Dans l'extrait sur Ettore Majorana, recopiez tout ce qui va de « Mais l’été 1933 » jusqu'à « hors de portée). ».

## Extrait du document
::::::::
Ainsi, tout jeune scientifique, passionné par l’électrodynamique quantique et par l’interaction entre lumière et matière, sur l’insistance de Segrè (futur colauréat du Nobel de physique 1959), il entre en 1928 dans le très élitiste institut Panisperna de Rome dirigé par le célèbre Pr. Enrico Fermi (Nobel de physique (1938), médaille Hughes (1942), médaille Franklin (1947) et prix Rumford (1953)). A son arrivée, Fermi est en train de s’acharner à calculer depuis 8 jours, sur une machine, une équation non linéaire. Ettore observe, ne dit rien, rentre chez lui et revient le surlendemain confirmer à Fermi que son calcul est bon : il avait transformé l’équation différentielle non linéaire de second ordre de Fermi en une sorte d’équation de premier ordre d’Abel qu’il avait résolue… de tête… en «inventant» au passage une méthode pour passer de l’une à l’autre. Cette lecture immédiate de la nature des choses à toujours grandement impressionné Fermi. Les cours sont complètement superflus pour Ettore mais restent cependant un lien social et une sphère de dialogue salutaire où il peut encore trouver à qui parler sur un pied d’égalité.

Il est estimé des plus grands physiciens, notamment Heisenberg, l’un des fondateurs de la mécanique quantique (Nobel 1932). Durant le premier semestre 1933, Ettore part à Leipzig chez Heisenberg, puis au Danemark voir Bohr et revient en Allemagne. Mais Heisenberg, pourtant conservateur et nationaliste - qui tente aussi de protéger Max Born (Nobel 1954) - devient pour la «science allemande» un représentant de la «science juive»… Or, pendant ces six mois où il se trouve en Allemagne, Hitler prend le pouvoir, les élections et l’incendie du Reichstag défraient la chronique, et jamais la situation n’inquiète Majorana, l’Allemagne restant à ses yeux un pays pacifiste à l’économie florissante (depuis le départ des Juifs). Dans cette complexité raciale, Ettore se perd ; sans être raciste, il accepte les préjugés de son milieu. Tâche noire dans le parcours de cet homme à la lucidité phénoménale, mais peu doué pour une compréhension sociale. Ironique et impétueux dans ses jugements, il n’hésite pas, à la lecture d’un article d’Irène et Frédéric Joliot-Curie, dont il saisi immédiatement le sens (avant eux !!), à les traiter de stronzi (con) parce qu’ils «n’ont pas compris qu’ils ont trouvé le proton neutre» dont Ruherford douze ans plus tôt avait émis l’hypothèse. Devenu pratiquement agoraphobe, Ettore ne trouve refuge qu’à Panisperna, là où il peut encore être accepté par ses pairs parce qu’on le connaît bien au-delà de ses sarcasmes et parce que sa manière de rendre accessible ce qui est incompréhensible fascine et éblouit les physiciens.

Mais l’été 1933 marque le début de son étrange maladie. Les derniers mois, sa famille le voit s’éloigner de l’expression de son génie et de la vie normale : il peine à manger, ne sort plus et oublie de se couper les cheveux. En 1937, la grande Histoire le rattrape : l’arrivée du fascisme oblige Fermi et Segrè à fuir l’Italie et l’institut Panisperna éclate. Ettore va perdre ses derniers amis, ceux qui pouvaient le comprendre, ou du moins l’écouter (car, même pour eux, ses théories étaient hors de portée).
::::::::
(Données extraites)
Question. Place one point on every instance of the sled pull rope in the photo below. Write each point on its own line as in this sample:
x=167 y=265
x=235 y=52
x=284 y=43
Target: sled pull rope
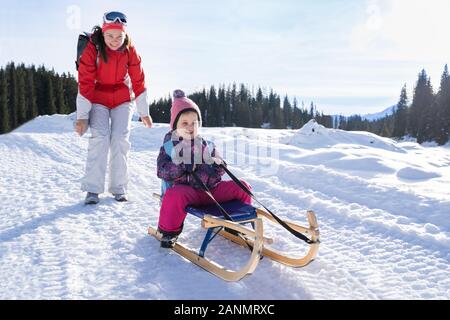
x=281 y=222
x=208 y=192
x=224 y=212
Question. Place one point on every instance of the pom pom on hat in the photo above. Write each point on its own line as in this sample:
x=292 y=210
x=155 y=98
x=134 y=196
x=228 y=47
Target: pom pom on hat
x=182 y=104
x=179 y=94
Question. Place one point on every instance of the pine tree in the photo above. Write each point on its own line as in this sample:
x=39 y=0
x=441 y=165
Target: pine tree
x=60 y=102
x=401 y=115
x=221 y=106
x=32 y=108
x=287 y=110
x=13 y=96
x=243 y=107
x=420 y=109
x=50 y=96
x=21 y=100
x=4 y=114
x=443 y=109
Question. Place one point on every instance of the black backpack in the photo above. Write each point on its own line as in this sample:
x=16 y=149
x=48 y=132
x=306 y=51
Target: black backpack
x=83 y=40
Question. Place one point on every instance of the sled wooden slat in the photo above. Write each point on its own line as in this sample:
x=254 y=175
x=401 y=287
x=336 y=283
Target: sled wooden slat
x=249 y=238
x=216 y=269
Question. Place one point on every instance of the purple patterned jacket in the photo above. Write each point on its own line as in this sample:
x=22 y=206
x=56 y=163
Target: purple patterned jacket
x=210 y=174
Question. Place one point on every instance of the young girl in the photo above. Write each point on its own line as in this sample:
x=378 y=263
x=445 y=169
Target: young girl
x=190 y=153
x=109 y=72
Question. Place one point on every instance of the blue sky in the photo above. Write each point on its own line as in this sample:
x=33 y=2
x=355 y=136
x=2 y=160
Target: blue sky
x=348 y=56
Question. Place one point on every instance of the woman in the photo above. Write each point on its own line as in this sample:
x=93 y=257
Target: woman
x=109 y=73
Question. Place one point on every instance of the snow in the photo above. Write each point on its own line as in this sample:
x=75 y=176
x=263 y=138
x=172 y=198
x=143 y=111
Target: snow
x=379 y=115
x=382 y=208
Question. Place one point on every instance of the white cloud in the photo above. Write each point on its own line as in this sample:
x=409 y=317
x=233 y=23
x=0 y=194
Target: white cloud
x=404 y=30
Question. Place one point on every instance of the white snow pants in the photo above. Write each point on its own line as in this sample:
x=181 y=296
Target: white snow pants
x=108 y=136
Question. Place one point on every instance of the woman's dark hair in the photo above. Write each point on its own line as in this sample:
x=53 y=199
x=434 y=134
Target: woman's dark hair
x=99 y=41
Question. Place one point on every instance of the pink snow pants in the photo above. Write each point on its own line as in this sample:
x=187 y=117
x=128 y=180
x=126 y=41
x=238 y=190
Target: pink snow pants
x=178 y=197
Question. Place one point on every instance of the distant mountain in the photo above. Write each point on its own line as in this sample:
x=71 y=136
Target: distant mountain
x=379 y=115
x=369 y=117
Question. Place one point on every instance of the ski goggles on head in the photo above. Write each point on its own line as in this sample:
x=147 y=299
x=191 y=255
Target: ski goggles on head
x=115 y=17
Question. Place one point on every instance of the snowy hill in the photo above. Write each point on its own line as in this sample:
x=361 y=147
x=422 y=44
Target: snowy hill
x=383 y=210
x=379 y=115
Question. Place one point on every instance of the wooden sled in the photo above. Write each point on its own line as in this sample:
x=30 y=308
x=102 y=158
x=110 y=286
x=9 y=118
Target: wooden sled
x=238 y=232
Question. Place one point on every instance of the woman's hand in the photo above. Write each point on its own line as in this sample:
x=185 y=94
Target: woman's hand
x=81 y=126
x=217 y=161
x=147 y=121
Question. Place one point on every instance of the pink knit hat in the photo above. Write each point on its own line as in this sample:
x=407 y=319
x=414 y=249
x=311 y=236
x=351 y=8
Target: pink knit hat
x=113 y=25
x=182 y=104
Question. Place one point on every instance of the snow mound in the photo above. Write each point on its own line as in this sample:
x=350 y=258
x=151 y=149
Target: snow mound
x=415 y=174
x=56 y=123
x=314 y=135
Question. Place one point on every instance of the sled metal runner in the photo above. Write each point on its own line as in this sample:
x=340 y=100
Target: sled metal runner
x=252 y=238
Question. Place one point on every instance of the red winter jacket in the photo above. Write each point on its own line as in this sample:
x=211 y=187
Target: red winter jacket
x=106 y=83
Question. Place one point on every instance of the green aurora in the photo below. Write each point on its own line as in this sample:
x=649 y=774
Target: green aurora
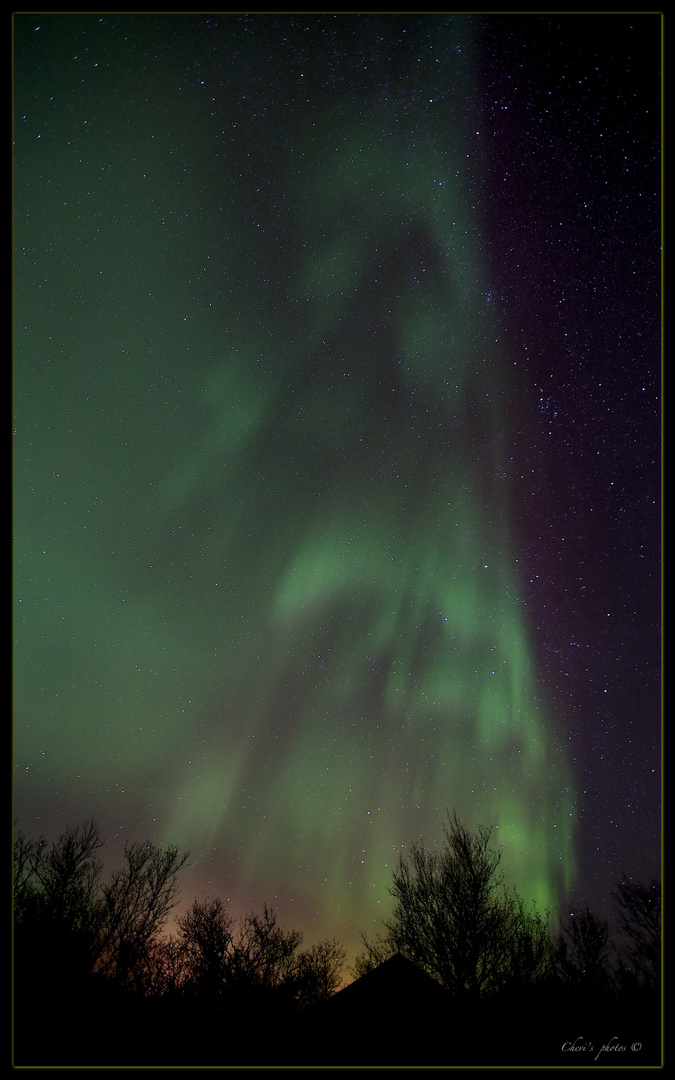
::::::::
## Corrigé
Mais l’été 1933 marque le début de son étrange maladie. Les derniers mois, sa famille le voit s’éloigner de l’expression de son génie et de la vie normale : il peine à manger, ne sort plus et oublie de se couper les cheveux. En 1937, la grande Histoire le rattrape : l’arrivée du fascisme oblige Fermi et Segrè à fuir l’Italie et l’institut Panisperna éclate. Ettore va perdre ses derniers amis, ceux qui pouvaient le comprendre, ou du moins l’écouter (car, même pour eux, ses théories étaient hors de portée).